What you will do >> Keep only those lines of the records that include the string "here".
***** Materials provided *****
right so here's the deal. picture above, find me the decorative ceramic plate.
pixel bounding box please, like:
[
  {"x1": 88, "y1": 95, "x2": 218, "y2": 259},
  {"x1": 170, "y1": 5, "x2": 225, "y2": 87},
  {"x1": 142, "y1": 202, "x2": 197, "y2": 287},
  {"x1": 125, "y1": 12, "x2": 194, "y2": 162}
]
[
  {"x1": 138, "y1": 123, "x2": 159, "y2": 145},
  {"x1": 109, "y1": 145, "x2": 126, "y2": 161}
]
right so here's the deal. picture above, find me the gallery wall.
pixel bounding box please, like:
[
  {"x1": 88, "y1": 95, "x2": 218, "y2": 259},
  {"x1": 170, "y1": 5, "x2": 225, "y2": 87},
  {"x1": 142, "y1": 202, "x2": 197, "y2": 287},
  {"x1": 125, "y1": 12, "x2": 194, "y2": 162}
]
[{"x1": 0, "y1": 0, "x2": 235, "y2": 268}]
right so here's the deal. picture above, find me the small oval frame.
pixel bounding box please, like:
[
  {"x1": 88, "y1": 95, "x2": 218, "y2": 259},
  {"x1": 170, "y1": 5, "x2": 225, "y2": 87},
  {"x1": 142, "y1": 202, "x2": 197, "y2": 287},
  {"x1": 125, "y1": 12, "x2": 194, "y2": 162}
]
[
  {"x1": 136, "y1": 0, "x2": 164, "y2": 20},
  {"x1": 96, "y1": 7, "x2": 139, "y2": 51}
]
*****
***** Materials provided *****
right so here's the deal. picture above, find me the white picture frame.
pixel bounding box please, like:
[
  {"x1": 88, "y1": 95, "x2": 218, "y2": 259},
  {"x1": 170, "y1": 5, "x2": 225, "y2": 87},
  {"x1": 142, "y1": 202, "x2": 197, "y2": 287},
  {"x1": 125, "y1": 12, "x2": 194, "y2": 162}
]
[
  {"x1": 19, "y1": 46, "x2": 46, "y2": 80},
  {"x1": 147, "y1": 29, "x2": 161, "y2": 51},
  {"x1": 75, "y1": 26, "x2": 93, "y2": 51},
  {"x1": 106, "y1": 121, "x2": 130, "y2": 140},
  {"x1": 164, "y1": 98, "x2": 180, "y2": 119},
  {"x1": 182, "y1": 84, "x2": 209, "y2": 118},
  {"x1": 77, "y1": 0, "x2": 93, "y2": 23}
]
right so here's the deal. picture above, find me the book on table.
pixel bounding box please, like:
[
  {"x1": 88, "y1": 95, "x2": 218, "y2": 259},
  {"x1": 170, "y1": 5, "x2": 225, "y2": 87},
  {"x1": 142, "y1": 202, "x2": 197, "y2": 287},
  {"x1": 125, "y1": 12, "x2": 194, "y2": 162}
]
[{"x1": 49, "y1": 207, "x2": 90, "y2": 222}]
*****
***** Materials provided *****
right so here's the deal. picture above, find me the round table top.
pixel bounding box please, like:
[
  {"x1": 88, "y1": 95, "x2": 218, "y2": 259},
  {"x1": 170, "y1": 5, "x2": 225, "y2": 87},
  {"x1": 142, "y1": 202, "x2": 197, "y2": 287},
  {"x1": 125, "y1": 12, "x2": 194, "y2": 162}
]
*****
Result of this task >>
right so here's the deal. picture above, find me the decorative ceramic plate.
right so here's the deal. picture above, find me the gallery wall.
right so here's the deal. picture above, find me the small oval frame.
right so here's the deal. picture above, find me the white picture frame.
right so here's the deal. picture above, find me the book on table.
right so here's the deal. picture above, find me the round table top.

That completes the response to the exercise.